* begin Excerpt to read *

Stepping before an audience of journalists to discuss the The Simpsons Movie, which arrives here next week after many years in development, Matt Groening, the show's unstoppably affable creator, was greeted by a rush of warmth so powerful it threatened to blow him off the stage.

"Usually in our job we do our work and then go home," he said. "This really is the first time a real audience has seen an excerpt from the movie and knew what was coming. The response from sitting back there in the audience was incredibly gratifying."

The opening 10 minutes that were screened for the hacks suggest that The Simpsons Movie will contain the usual busy array of pop cultural references, sideswipes at convention and carefully timed slapstick. We are so familiar with the innovations The Simpsons brought to television, that it is quite possible to become blase about the show's achievements.

Surely animation always had a place on mainstream TV. The sort of dense parodies in which the show specialises have long been a staple of comedy. Haven't they? Not quite.

When The Simpsons debuted on the Fox Network in 1989, many viewers, after considering the medium and the conspicuous presence of three juvenile characters, wrote the show off as a children's entertainment. For the first few years, Bart Simpson, proud underachieving tyke, was assumed to be the protagonist of the show.

It took some time for blinkered viewers to register that Homer Simpson - a yellow everyman whose innate kindness is often obscured by his short temper - was the character around whom the series' beautiful chaos revolved. For many decades, the phrase "fun for all the family" had sent poisonous chills down the spines of sensitive parents. Here was a show that (another dread phrase) people of all ages could comfortably savour.

Matt Groening, born 53 years ago in Portland, Oregon, had been revered as a cartoonist of genius long before he was asked to provide snippets of animation for The Tracey Ullman Show in 1987. James L Brooks, the series' producer, initially wanted Groening to turn his Life in Hell, a cartoon strip featuring neurotic rabbits that had long been a staple of such cool publications as the Village Voice, into a series of short sketches.

While sitting in the waitingroom before his meeting with Brooks, Groening suddenly began to have concerns about losing the rights to his bunnies and, inspired by who knows what, hastily sketched what would soon become the world's favourite family. The snippets found an audience, and the Simpsons' own series emerged two years later.

"The characters are named after members of my own family," Groening told us. "I have a father named Homer. My mother is Margaret - Marge for short. I do have sisters called Lisa and Maggie. When it came to name the boy, I thought: can I call him Matt? I could never do that. But the characters are nothing like my family."

Long before Homer referred to the current occupant of the White House as Commander Cuckoo-Bananas, it was clear that the show's creators were unapologetic men and women of the left. But Groening and his colleagues have always been careful not to ridicule or patronise middle-America. The Simpsons are, in their habits and attitudes, archetypal inhabitants of what we now know as the Red States. They are a conventional nuclear family. They attend church. But - though Reverend Lovejoy might be a self-righteous boob and Principal Skinner a mummy's boy - the writers never allow the series to undermine the family's core beliefs.

In Homer the Heretic, a classic episode from 1992, the paterfamilias stops going to church and begins spending Sundays lounging on the couch in his slippers. After being saved from a fire, he sees the error of his ways and returns to the chapel where, his soul lightened, he dozes happily through Lovejoy's sermon. Lisa, the family's radical vegetarian, does stray from Christianity, but only makes it as far as Buddhism.

* end Excerpt to read *

Requirements:
A. Return the passage of the article about The Simpsons between "When The Simpsons" and "of the show.", inclusive, copied word for word.
B. Resume the article about The Simpsons from the point where it stops, and write the next part of it.

* begin Record set *

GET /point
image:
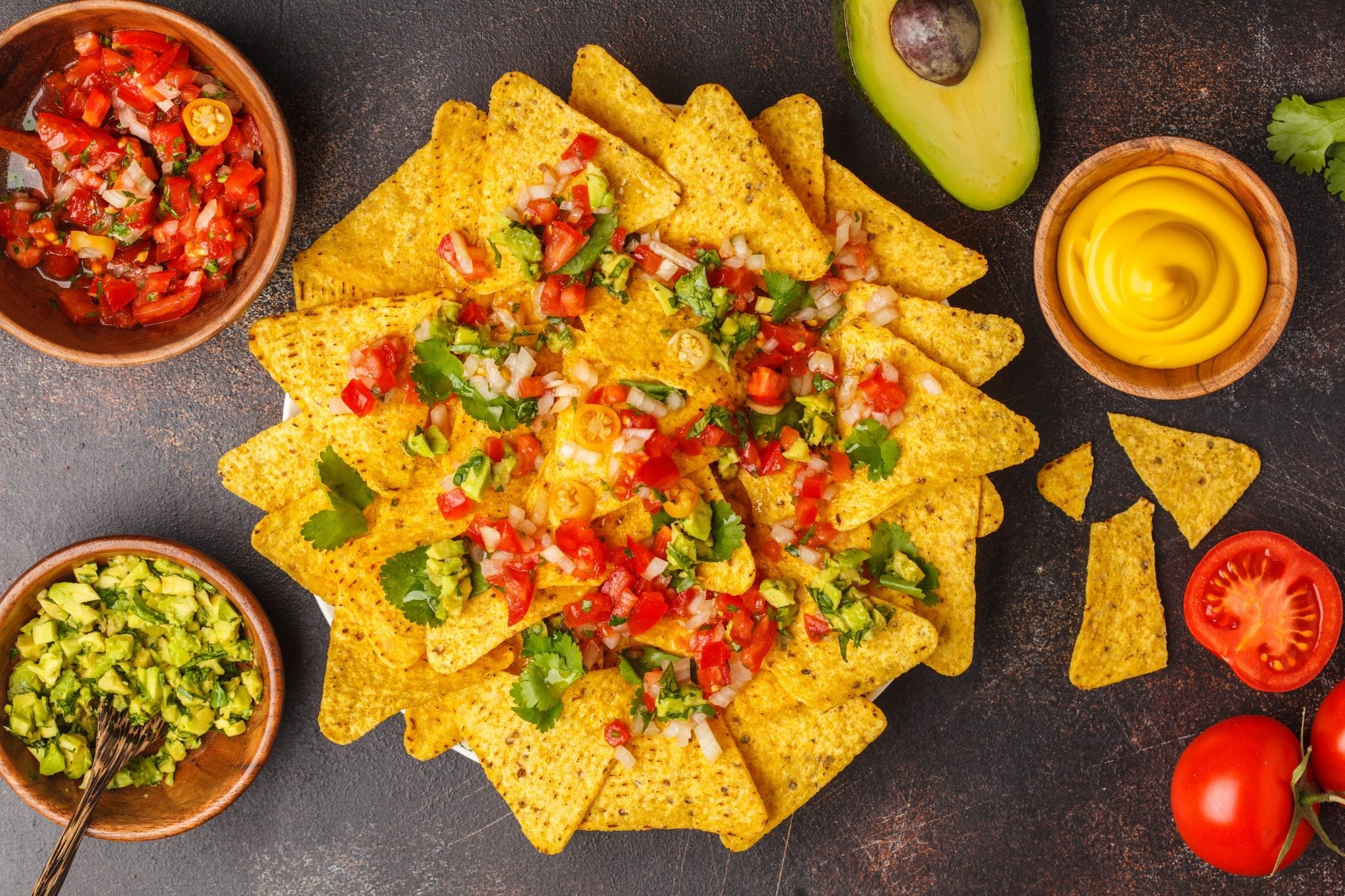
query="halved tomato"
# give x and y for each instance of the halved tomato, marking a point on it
(1268, 608)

* end Record set *

Exercise results:
A.
When The Simpsons debuted on the Fox Network in 1989, many viewers, after considering the medium and the conspicuous presence of three juvenile characters, wrote the show off as a children's entertainment. For the first few years, Bart Simpson, proud underachieving tyke, was assumed to be the protagonist of the show.

B.
"We're going to keep trying to strengthen the American family," George Bush Sr gibbered in the year Homer the Heretic was first broadcast. "To make them more like the Waltons and less like the Simpsons."

Bush, who must never have watched an episode, seemed unaware that, the odd ill-advised strangling aside, the Simpsons had a great deal in common with the Waltons. It is part of the genius of the series that it forwards progressive politics while simultaneously celebrating the decent values of ordinary, God-fearing Americans. There is nothing hoity-toity or sanctimonious about the show's critique of the republic.

Another significant innovation resulted from Groening's decision to people an entire city with distinct comic creations, many of whom would eventually have entire episodes built around them. The Simpsons is not just about the Simpsons. it is about Groundskeeper Willie, Bumblebee Man, Lionel Hutz, the Sea Captain, Kent Brockman and a few dozen other cranks, maniacs and losers. No previous TV series had dared (or bothered) to create a cast so large, but, right from the first episode, the creators of The Simpsons set out to allow no character, however apparently insignificant, to slide into the background.

An entire PhD thesis could be built around an examination of the puzzling relationship between Lenny and Carl, Homer's affable workmates. What does Comic Book Guy get up to when the blinds are drawn? What did Troy McClure do to all those fish?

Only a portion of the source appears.